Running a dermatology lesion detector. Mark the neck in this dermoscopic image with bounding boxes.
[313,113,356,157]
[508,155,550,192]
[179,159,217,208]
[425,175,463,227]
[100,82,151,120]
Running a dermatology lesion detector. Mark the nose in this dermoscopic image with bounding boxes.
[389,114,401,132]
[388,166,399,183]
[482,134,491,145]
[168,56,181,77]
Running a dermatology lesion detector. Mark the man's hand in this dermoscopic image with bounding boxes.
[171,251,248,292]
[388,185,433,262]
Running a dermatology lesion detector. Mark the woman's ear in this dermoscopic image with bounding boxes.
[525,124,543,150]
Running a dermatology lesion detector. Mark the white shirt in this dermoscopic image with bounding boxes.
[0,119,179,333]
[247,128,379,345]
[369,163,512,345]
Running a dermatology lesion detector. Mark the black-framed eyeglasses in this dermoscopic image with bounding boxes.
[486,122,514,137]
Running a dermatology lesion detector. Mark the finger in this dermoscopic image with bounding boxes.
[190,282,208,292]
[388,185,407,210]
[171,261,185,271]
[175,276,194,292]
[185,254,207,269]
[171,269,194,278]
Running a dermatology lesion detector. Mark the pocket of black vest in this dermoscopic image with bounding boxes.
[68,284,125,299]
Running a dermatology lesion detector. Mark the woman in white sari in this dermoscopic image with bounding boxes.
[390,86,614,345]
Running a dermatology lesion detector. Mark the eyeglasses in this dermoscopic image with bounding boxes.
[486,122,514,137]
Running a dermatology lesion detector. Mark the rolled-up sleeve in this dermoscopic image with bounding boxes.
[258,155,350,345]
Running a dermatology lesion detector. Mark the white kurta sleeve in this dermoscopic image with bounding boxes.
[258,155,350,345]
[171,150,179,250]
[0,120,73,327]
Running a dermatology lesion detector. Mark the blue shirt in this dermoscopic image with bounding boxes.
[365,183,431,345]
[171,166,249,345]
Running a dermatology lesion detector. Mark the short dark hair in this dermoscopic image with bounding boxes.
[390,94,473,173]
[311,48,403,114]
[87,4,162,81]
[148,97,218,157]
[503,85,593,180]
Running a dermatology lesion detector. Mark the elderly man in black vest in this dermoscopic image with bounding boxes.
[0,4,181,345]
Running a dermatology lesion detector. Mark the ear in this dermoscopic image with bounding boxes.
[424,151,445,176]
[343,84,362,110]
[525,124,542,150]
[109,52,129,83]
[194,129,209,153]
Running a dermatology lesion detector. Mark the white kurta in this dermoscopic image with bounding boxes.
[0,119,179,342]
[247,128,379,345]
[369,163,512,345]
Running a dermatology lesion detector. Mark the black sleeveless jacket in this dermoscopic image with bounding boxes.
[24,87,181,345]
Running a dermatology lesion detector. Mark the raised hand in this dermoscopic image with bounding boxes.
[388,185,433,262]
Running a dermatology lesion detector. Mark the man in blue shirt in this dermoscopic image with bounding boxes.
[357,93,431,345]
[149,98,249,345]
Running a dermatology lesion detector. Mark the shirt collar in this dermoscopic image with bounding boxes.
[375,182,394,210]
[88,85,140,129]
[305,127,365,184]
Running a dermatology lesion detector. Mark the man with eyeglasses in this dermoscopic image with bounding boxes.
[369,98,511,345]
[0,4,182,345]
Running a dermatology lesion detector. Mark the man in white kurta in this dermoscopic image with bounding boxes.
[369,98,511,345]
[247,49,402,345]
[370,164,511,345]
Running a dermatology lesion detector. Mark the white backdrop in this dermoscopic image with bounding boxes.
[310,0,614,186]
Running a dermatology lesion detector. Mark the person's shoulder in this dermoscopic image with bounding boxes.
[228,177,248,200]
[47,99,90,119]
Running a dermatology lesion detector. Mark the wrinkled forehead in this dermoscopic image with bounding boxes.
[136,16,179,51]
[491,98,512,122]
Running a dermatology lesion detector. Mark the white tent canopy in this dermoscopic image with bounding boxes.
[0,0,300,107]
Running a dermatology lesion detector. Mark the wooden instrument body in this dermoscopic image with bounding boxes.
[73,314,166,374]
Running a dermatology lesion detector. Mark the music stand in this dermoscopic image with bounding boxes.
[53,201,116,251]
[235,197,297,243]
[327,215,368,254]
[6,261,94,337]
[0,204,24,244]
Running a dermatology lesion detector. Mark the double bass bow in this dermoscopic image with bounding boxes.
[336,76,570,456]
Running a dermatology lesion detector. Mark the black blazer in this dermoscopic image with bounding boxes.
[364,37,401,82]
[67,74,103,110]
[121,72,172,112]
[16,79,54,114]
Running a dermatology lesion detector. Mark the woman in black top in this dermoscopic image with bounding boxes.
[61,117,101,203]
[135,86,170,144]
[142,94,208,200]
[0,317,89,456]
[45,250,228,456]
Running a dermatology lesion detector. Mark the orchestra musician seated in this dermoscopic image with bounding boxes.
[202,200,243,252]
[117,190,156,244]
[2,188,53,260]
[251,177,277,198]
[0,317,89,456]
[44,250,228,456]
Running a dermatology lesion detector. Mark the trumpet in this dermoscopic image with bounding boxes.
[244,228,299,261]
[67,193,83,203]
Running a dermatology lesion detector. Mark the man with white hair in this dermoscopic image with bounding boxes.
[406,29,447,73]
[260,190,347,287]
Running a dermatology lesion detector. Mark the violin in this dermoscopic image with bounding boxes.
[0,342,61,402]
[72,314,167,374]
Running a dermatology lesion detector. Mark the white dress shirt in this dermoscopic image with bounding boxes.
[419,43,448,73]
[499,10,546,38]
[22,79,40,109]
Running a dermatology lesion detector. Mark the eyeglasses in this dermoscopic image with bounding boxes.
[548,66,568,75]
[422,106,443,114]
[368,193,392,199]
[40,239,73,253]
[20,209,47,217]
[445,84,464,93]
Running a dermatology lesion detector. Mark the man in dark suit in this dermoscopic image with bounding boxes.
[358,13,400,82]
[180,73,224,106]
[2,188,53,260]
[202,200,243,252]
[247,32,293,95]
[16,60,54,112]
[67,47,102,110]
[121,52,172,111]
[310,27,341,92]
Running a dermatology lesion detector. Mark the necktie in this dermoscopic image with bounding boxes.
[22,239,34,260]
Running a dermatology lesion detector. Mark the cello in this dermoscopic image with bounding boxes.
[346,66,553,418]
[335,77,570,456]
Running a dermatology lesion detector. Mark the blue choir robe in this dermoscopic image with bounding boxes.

## Requirements
Scale the material from the line with "Running a dermatology lesion detector. Mark the woman in black" through the end of the material, both ends included. Give those lines again, and only those, with all their wording intact, multiplying every bounding-box coordinate by 2.25 and rounding to whole numbers, halves up.

## Exercise result
Running a dermatology lesion detector. Mark the woman in black top in this dermoscopic image with bounding boxes.
[137,263,227,457]
[304,194,383,324]
[320,212,468,450]
[0,713,200,1026]
[101,563,513,1026]
Running a dermatology lesion detector. Mark the orchestra musician seated in this dermoscopic image with bounding boxes.
[455,450,547,567]
[263,428,351,549]
[5,423,119,585]
[565,398,623,446]
[0,713,200,1026]
[99,563,513,1026]
Running a dermatology lesion detector. Mark the trumpet in this dermoscopic image with bounding boxes.
[549,513,673,587]
[151,434,187,457]
Running a dermatology lesion detector. Mark the man with white hair in this dermoscopic image with bounding boxes.
[914,65,1006,164]
[585,428,781,646]
Running a dermatology lesion detector. Mark the violin in this dermoscopic image with bounding boxes.
[0,770,137,905]
[162,707,376,842]
Running a dermatology lesion detector. Mark the white dress shirt in this dermoscopic image with bounding boxes.
[943,97,1008,164]
[1123,23,1229,86]
[50,178,90,245]
Running a dermatology lesion detector. Mark the eyeglasses in this dermoscopic image with bounding boxes.
[1233,149,1278,169]
[950,239,997,257]
[828,434,882,448]
[90,538,164,569]
[45,470,106,488]
[1001,189,1044,209]
Running a dermatology lesion detector. Mark the man in dark suit in this dermoscopic image with bounding boxes.
[806,29,900,185]
[405,164,504,239]
[5,423,119,585]
[455,450,547,567]
[556,72,659,214]
[36,135,122,252]
[151,106,230,248]
[272,117,387,250]
[698,61,767,207]
Running a dermatology lesion detector. Mark the necktie in this dermoscopic image with bounding boxes.
[50,538,77,585]
Running a dermatology lesion detector. Mark the cello in this dermoscopic image with bounding boxes.
[779,149,1244,941]
[754,173,1283,1026]
Running a dermatology lesion detector. Mark the blue choir robe in this dermoscopic image with bounding boxes.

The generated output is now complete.